*Texte fourni*.
Gérald Papy

Ne pas céder aux terroristes

Gérald Papy Rédacteur en chef adjoint

L’Histoire ne retiendra sans doute pas que la suédoise, dans laquelle certains voient une source de confrontation permanente entre pouvoir fédéral et entités fédérées, a réussi, avant même d’être créée, à forger un consensus entre tous les partis de gouvernements, au nord comme au sud du pays, sur un dossier tout sauf anodin, l’entrée en guerre de la Belgique contre le groupe terroriste Etat islamique.

Que la politique étrangère fasse consensus en Belgique n’est pas une surprise. Il était cependant important qu’anciens et futurs dirigeants nationaux adhèrent au principe d’une opération qui porte en elle les germes de menaces et de tensions futures.

La résolution que les députés belges ont approuvée à une large majorité, hormis l’opposition du PTB et l’abstention d’Ecolo-Groen, a le mérite d’être équilibrée. Elle insiste à juste titre sur la nécessité d’une « approche politico-diplomatique, financière, économique et socio-humanitaire » en complément de l’intervention militaire en elle-même « insuffisante pour trouver une solution durable à la crise ».

Opportune, cette alliance sacrée est cependant vouée à subir des contrariétés au gré des développements de l’opération « Faucon du désert ». La Belgique s’expose inévitablement à de possibles représailles terroristes sur son territoire. Nos services de sécurité ont acquis une expérience reconnue dans la lutte contre ce fléau. Mais l’attentat au Musée juif de Belgique, le 24 mai dernier, démontre, comme le confirme le patron de l’Organe de coordination pour l’analyse de la menace André Vandoren dans l’interview exclusive qu’il a accordée au Vif/L’Express, qu’il n’existe pas de parade infaillible au radicalisme.

Sur le terrain, les écueils à éviter seront nombreux. Le soupçon d’une croisade occidentale ou d’une manipulation par les chiites, à la manoeuvre à Bagdad et à Damas, que la participation à la coalition d’Etats arabes sunnites dément pour le moment. Le défi de la restauration d’un Etat de droit impartial en Irak et celui d’une forme de réconciliation nationale en Syrie. Enfin, la déradicalisation des djihadistes européens et arabes et la délicate promotion d’une culture de la cohabitation démocratique.

Données de pointage de régions

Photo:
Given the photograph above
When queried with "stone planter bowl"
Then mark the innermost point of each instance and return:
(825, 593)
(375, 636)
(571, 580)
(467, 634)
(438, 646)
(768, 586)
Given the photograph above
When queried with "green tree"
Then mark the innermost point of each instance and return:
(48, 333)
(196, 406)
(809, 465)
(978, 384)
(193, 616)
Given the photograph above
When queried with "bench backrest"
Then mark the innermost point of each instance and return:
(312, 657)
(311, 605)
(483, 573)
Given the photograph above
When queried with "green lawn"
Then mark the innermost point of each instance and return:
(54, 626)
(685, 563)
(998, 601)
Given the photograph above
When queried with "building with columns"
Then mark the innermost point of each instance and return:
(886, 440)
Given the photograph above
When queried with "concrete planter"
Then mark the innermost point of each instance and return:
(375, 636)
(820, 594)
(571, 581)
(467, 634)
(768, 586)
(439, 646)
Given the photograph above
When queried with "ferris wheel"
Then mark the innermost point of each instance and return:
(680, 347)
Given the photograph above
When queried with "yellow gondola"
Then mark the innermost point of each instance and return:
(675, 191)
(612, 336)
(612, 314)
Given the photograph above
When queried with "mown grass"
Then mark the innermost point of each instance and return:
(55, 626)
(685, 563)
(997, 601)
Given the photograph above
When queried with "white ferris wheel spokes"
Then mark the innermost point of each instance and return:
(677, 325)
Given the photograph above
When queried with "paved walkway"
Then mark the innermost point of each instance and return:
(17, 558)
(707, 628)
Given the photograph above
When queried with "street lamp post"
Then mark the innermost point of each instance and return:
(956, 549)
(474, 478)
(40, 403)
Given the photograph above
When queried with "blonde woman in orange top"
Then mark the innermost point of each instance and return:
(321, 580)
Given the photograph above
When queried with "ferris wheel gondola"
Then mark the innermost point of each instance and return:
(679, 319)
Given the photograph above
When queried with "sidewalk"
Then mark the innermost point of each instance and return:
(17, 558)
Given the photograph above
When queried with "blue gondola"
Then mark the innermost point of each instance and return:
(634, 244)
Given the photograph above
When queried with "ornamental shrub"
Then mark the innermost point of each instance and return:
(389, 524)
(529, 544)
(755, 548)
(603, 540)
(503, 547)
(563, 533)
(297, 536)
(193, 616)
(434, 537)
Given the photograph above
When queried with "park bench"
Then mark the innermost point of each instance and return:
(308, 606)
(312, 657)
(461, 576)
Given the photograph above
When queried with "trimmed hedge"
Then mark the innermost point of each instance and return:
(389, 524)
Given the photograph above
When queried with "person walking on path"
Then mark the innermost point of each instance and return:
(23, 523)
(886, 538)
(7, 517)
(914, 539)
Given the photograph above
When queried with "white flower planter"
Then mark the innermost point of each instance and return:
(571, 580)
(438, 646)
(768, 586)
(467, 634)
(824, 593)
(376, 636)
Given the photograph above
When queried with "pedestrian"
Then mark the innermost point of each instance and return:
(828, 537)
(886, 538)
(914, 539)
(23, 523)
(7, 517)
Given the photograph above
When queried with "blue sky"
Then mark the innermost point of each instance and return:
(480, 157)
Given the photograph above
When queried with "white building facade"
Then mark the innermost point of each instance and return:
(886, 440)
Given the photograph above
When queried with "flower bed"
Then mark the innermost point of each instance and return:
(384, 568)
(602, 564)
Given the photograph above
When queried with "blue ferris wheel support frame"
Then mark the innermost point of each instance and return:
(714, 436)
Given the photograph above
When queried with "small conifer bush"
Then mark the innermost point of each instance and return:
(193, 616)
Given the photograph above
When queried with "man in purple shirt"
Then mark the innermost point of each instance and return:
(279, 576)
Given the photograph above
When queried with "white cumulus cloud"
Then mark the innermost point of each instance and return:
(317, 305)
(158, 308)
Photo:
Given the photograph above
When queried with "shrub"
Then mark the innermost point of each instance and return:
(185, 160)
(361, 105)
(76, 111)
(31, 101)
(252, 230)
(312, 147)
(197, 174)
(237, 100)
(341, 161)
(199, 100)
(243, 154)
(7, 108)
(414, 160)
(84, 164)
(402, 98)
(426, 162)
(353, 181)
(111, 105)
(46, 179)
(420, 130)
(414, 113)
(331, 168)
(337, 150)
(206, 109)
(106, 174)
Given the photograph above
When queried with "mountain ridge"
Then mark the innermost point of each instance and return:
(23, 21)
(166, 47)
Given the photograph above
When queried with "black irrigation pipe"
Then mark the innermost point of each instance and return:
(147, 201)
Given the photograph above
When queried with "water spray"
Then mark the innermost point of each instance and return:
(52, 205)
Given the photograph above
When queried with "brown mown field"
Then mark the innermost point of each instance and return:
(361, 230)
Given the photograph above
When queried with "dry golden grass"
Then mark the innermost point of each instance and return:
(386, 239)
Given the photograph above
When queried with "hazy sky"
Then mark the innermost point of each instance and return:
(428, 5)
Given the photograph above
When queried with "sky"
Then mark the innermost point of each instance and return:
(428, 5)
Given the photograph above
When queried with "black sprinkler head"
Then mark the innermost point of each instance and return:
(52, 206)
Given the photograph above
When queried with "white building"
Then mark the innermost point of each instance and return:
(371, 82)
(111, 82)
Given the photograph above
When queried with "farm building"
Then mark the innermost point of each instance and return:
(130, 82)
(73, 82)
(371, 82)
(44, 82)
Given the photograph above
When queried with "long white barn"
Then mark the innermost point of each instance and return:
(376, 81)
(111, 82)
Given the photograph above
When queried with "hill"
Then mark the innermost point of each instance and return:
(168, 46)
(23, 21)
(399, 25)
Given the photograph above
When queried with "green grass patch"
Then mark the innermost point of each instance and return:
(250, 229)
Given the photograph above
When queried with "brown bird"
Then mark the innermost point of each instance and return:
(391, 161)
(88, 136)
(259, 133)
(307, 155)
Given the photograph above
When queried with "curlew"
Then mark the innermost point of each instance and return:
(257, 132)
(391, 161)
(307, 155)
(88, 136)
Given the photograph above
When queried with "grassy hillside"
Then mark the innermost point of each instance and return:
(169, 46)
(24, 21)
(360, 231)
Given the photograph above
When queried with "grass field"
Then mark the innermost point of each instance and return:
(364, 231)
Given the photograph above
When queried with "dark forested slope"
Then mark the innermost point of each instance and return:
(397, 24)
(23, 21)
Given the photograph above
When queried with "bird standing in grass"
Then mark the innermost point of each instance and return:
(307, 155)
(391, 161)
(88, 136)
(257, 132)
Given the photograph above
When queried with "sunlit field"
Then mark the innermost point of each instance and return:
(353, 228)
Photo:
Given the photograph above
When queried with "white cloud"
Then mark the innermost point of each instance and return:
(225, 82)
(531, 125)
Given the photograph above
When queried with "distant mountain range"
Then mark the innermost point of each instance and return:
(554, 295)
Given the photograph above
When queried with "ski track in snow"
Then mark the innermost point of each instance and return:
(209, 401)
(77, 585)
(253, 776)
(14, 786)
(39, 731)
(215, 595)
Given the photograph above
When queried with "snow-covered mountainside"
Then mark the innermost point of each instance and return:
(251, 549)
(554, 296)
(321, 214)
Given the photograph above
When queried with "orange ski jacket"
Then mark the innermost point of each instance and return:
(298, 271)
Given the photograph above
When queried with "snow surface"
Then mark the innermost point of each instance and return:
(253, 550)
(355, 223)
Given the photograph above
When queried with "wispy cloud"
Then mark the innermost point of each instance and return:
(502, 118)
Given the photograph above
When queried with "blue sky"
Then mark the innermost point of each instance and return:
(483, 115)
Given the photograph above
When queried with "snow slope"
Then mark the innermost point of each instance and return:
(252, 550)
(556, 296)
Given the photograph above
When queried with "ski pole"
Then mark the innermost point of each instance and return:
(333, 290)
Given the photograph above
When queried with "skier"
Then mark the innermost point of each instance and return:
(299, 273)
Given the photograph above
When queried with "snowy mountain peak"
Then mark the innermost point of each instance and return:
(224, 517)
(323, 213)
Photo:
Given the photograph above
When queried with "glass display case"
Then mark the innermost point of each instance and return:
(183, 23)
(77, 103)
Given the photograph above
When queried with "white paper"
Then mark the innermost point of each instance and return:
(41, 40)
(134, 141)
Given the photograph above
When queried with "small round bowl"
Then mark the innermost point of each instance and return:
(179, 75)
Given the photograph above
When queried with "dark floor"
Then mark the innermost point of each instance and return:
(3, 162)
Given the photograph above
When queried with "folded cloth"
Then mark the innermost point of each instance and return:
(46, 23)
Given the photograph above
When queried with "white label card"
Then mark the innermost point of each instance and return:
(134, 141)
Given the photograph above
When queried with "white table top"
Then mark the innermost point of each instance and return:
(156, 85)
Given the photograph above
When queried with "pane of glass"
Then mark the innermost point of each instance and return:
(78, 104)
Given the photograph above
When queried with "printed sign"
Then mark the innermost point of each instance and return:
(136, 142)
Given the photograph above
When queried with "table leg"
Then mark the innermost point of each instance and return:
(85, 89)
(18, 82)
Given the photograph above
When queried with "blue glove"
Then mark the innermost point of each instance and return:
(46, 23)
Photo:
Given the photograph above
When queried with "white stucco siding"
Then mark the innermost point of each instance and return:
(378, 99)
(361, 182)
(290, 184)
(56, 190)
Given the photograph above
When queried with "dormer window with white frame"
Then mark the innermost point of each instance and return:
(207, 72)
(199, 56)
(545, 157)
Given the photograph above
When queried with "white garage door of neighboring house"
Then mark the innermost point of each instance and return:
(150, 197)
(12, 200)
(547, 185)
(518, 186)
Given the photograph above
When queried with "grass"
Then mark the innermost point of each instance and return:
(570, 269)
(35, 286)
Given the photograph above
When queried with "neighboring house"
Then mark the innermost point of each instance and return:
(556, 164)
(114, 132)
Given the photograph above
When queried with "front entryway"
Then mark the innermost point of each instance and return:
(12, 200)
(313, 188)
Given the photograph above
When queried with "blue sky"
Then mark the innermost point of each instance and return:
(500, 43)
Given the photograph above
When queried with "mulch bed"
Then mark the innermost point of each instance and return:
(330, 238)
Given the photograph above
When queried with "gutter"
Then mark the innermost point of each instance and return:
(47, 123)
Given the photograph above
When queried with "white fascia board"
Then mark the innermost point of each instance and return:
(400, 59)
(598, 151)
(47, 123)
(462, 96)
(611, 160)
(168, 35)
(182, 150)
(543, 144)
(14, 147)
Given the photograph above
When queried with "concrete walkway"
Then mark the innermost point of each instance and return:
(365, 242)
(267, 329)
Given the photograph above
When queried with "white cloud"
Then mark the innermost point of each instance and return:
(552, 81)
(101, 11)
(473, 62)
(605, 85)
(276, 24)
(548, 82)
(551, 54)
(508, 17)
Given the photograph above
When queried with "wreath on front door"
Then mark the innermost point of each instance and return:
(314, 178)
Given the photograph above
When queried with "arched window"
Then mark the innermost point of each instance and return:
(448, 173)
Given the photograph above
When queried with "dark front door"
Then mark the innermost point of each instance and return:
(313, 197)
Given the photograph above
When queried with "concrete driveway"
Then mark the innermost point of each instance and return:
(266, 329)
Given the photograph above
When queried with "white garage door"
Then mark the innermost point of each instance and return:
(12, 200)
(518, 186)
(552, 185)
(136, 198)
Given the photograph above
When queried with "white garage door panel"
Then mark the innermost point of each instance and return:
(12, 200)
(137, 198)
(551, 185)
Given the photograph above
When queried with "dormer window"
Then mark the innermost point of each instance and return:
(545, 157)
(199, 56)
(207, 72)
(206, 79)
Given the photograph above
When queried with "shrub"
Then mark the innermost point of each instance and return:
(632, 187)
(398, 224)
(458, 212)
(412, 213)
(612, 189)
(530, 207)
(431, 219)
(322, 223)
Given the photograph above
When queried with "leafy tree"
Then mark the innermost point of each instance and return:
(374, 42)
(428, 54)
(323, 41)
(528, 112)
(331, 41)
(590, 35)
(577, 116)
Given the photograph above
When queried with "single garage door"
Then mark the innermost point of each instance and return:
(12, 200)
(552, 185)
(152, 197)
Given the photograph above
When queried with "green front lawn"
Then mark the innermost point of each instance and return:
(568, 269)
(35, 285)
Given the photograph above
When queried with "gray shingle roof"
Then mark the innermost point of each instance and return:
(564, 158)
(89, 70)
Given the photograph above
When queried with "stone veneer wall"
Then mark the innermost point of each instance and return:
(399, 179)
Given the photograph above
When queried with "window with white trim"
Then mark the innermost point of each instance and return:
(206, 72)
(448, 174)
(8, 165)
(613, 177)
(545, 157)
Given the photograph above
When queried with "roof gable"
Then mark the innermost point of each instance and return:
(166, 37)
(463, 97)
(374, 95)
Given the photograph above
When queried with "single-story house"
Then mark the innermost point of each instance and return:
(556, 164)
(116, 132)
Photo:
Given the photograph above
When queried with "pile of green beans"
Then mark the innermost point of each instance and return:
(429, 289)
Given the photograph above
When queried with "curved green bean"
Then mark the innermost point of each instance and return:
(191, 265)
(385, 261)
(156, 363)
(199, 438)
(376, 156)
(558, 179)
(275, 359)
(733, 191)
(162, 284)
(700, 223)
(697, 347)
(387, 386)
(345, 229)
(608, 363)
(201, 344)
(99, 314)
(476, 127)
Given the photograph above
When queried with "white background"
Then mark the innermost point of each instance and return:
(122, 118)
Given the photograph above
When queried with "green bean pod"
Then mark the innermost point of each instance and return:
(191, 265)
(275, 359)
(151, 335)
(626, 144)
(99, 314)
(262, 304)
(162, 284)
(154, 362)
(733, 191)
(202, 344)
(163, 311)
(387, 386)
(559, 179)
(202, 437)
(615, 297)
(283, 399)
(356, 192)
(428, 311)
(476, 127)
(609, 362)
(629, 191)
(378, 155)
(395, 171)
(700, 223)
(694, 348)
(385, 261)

*Consigne*. Pouvez-vous écrire la suite de l'éditorial sur l'entrée en guerre de la Belgique contre l'Etat islamique, en reprenant juste après sa dernière phrase ? Ces entrées forment un ensemble à part, distinct de l'éditorial.

*Résultat attendu*.
L’implosion des démocraties par le virus communautariste fait partie intégrante de la stratégie des extrémistes

Les simplifications mènent à l’incompréhension et à la violence. En l’occurrence, derrière les djihadistes-égorgeurs de l’Etat islamique, cohabitent des populations sunnites qui peuvent nourrir de légitimes préventions contre les Américains et le pouvoir central irakien pour leurs reniements passés. Et au-delà de Mariam al-Mansouri, la pilote d’avion de combat médiatisée comme un symbole de modernité des Emirats arabes unis, prospèrent, dans les pays du Golfe, des obscurantistes supporters et financiers du djihadisme le plus radical…

Plus sensible sera l’engagement de la Belgique en Irak, plus grand sera le risque que ce même genre de simplismes et d’amalgames n’attisent les tensions dans notre pays. Or, notre voisin ne se réduit pas à sa seule confession. L’implosion des démocraties occidentales par le virus communautariste mâtiné de choc des civilisations fait partie intégrante de la stratégie des extrémistes. Comme la réduction du champ démocratique par l’adoption de lois liberticides sous l’effet de la peur. Il appartient à nos dirigeants et à nous, citoyens, de tout faire pour ne pas y succomber.